[Dataset entries]
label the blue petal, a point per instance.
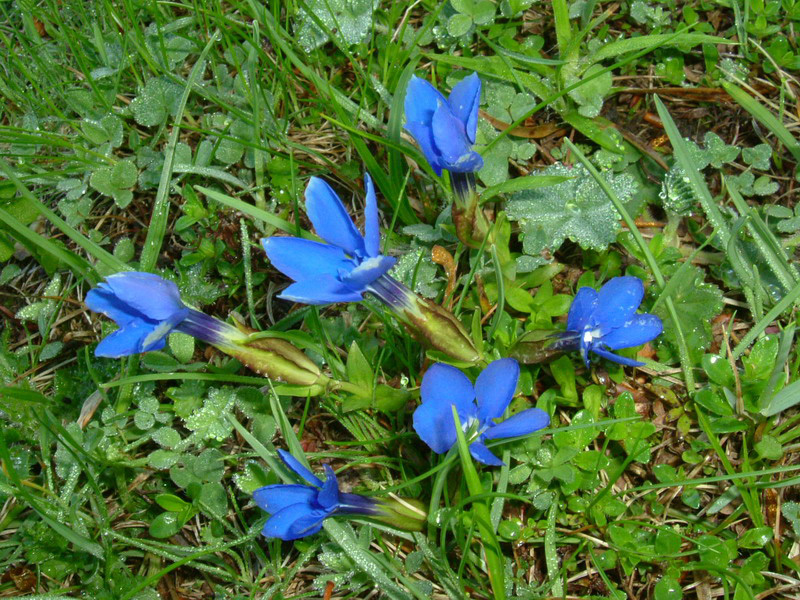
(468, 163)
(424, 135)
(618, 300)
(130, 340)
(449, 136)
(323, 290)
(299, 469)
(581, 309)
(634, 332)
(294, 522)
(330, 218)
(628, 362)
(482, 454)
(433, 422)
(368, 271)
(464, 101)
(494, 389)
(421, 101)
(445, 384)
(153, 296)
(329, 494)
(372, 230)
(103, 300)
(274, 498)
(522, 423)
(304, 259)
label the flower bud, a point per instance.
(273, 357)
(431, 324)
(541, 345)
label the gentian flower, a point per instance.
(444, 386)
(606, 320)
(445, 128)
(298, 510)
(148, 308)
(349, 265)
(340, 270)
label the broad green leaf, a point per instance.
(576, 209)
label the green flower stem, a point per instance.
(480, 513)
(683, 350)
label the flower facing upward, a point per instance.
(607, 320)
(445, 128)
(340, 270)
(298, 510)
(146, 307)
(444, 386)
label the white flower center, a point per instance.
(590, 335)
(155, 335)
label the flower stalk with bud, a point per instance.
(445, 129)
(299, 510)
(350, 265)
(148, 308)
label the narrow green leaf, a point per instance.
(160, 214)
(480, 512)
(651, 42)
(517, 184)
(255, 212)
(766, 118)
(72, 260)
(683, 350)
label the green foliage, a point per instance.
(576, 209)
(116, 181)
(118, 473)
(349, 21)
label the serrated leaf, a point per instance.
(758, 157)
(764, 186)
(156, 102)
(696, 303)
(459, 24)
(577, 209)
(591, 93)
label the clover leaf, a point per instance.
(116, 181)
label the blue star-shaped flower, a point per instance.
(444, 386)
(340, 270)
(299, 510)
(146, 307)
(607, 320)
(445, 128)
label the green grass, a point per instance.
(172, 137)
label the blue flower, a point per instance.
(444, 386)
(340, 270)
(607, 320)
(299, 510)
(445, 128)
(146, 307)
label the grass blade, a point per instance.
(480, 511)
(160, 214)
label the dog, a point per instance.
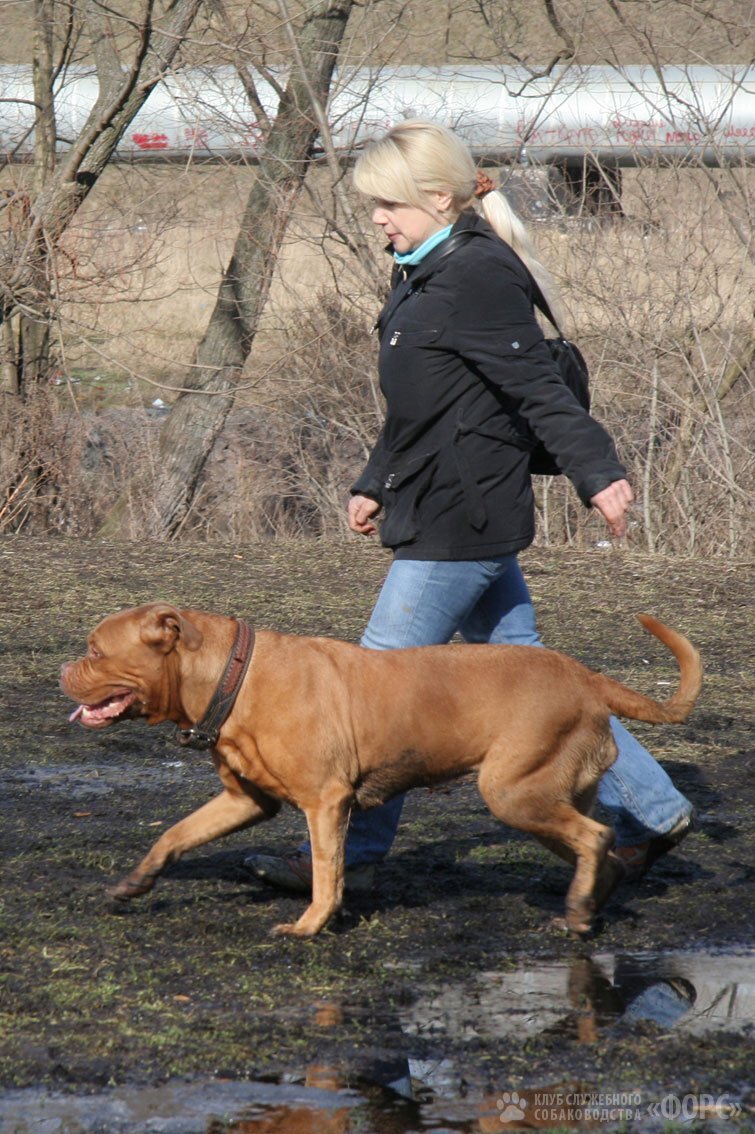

...

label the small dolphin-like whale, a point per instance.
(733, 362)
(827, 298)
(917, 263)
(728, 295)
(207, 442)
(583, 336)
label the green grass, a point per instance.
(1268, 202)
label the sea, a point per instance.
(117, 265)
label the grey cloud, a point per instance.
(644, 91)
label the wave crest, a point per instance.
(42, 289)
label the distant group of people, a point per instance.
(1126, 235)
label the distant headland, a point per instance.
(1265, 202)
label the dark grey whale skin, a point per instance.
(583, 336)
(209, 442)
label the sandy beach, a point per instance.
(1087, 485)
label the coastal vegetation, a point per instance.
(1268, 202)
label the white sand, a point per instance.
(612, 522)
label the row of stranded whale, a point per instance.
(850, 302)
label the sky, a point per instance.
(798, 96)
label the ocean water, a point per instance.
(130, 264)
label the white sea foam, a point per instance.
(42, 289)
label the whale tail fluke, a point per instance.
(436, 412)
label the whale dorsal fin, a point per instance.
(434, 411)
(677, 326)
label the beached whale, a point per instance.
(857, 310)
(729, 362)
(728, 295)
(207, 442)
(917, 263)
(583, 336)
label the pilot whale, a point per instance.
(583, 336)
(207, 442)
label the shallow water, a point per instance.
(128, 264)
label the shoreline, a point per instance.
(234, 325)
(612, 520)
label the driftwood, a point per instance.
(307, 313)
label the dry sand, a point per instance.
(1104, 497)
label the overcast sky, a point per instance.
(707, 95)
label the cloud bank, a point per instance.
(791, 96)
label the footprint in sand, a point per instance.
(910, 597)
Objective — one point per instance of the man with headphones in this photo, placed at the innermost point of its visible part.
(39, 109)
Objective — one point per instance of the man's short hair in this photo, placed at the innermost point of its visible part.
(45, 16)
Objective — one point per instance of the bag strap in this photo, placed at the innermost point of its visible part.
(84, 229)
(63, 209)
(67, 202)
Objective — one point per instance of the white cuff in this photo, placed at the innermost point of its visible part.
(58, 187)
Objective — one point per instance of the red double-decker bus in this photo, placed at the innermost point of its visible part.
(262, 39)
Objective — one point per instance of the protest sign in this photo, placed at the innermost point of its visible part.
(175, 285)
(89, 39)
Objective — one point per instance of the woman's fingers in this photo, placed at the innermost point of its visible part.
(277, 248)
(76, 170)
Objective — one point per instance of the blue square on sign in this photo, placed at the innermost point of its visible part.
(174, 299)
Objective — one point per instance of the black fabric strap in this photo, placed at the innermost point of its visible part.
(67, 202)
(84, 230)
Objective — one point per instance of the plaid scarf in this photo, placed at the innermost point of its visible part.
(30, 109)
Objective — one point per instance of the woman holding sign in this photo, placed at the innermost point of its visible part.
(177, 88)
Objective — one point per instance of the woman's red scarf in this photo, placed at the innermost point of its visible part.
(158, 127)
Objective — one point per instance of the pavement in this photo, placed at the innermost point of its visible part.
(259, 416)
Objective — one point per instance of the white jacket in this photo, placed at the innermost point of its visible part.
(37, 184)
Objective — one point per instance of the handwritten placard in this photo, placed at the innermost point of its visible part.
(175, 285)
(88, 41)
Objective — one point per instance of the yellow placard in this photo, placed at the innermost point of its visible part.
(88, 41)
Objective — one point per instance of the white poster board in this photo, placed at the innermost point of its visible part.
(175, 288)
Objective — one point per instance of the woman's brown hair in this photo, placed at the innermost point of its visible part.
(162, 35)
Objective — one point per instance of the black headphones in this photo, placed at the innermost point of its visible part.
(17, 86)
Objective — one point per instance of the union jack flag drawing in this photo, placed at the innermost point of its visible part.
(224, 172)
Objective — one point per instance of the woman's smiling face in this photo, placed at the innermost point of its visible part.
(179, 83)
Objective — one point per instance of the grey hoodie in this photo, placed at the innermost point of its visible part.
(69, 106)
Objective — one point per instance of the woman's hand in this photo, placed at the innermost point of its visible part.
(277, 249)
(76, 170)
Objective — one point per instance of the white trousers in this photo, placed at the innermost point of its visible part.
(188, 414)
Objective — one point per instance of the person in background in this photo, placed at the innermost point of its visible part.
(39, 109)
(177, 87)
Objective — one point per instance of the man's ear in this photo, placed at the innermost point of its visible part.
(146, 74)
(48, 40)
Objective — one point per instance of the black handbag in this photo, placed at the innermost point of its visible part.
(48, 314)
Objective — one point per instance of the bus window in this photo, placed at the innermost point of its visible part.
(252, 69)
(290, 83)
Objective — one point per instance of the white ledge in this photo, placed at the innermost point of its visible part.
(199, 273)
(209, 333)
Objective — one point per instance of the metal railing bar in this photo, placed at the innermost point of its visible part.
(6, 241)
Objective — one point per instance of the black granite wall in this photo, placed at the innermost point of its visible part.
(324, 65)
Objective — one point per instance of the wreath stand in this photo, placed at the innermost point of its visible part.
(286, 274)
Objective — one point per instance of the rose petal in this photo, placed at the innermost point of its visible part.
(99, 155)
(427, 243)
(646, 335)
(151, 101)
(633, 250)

--

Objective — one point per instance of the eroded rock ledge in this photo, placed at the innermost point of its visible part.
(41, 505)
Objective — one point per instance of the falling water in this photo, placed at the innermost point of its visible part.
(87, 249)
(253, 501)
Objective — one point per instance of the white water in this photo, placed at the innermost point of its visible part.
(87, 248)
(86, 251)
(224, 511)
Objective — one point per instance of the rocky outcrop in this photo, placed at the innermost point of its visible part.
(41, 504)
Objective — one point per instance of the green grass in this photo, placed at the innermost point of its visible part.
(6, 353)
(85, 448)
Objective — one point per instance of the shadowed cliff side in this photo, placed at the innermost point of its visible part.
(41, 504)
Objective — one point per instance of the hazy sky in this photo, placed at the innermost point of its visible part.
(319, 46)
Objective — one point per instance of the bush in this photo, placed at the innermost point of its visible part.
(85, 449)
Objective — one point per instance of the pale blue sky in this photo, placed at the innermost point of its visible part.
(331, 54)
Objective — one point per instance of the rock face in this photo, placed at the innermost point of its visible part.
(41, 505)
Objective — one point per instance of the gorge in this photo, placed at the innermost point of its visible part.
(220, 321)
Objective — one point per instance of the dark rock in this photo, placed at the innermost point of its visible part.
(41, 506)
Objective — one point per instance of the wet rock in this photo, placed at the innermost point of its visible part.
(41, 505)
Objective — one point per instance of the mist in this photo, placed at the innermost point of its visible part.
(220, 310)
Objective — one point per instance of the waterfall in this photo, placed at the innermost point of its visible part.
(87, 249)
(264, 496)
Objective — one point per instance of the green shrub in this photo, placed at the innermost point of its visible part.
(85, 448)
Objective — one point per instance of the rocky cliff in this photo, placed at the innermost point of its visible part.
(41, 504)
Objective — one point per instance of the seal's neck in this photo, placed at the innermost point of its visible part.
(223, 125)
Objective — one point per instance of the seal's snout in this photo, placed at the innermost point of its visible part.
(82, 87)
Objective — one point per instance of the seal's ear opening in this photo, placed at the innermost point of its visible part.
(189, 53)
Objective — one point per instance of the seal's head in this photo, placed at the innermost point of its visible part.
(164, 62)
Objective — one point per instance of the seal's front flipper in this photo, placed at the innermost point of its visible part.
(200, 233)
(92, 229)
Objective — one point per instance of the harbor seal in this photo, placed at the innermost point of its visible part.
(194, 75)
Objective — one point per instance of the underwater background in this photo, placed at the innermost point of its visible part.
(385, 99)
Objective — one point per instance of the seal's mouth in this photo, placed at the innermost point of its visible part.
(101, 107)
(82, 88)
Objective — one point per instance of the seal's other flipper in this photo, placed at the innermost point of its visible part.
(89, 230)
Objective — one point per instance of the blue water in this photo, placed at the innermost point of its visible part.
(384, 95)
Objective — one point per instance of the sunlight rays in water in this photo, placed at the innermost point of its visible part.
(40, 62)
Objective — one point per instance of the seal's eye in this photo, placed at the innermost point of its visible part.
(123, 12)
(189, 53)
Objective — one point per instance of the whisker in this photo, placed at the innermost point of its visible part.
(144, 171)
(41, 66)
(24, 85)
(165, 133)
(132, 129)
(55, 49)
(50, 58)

| Exercise instructions |
Using the data above, copy exactly the lines from the one containing "label the blue petal, a point per instance." to the one containing "label the dog, a point per instance.", inclusive. Exclude the pictures.

| Exercise answer |
label the blue petal, a point per instance.
(468, 163)
(424, 135)
(618, 300)
(130, 340)
(449, 136)
(323, 290)
(299, 469)
(581, 309)
(634, 332)
(294, 522)
(330, 218)
(628, 362)
(482, 454)
(433, 422)
(368, 271)
(464, 101)
(494, 389)
(421, 101)
(445, 384)
(153, 296)
(329, 494)
(372, 230)
(103, 300)
(274, 498)
(522, 423)
(304, 259)
label the flower bud, a point per instance.
(273, 357)
(431, 324)
(541, 345)
label the gentian flower, a point per instance.
(444, 386)
(606, 320)
(445, 128)
(298, 510)
(148, 308)
(349, 265)
(340, 270)
label the broad green leaf, a point per instance.
(576, 209)
label the green flower stem, a point per instance.
(480, 513)
(683, 350)
label the flower facing upward, a point per instance.
(607, 320)
(445, 128)
(340, 270)
(298, 510)
(146, 307)
(444, 386)
label the white flower center, a point per instance.
(590, 335)
(155, 335)
label the flower stalk with bud, a point per instance.
(445, 129)
(299, 510)
(350, 265)
(148, 308)
label the narrow green leaf, a point per instance.
(160, 214)
(480, 512)
(651, 42)
(517, 184)
(255, 212)
(766, 118)
(72, 260)
(683, 350)
label the green foliage, a point per instance.
(576, 209)
(116, 181)
(118, 473)
(349, 21)
label the serrated leaf, a point per instance.
(758, 157)
(764, 186)
(156, 102)
(696, 303)
(459, 24)
(577, 209)
(591, 93)
label the clover leaf, a point per instance.
(116, 181)
label the blue star-shaped flower, a point per instance.
(444, 386)
(340, 270)
(299, 510)
(146, 307)
(607, 320)
(445, 128)
label the green grass, a point per instance.
(172, 137)
label the blue flower, a point per instance.
(444, 386)
(340, 270)
(607, 320)
(299, 510)
(445, 128)
(146, 307)
label the grass blade, a point per instance.
(480, 511)
(160, 214)
label the dog, a point per instance.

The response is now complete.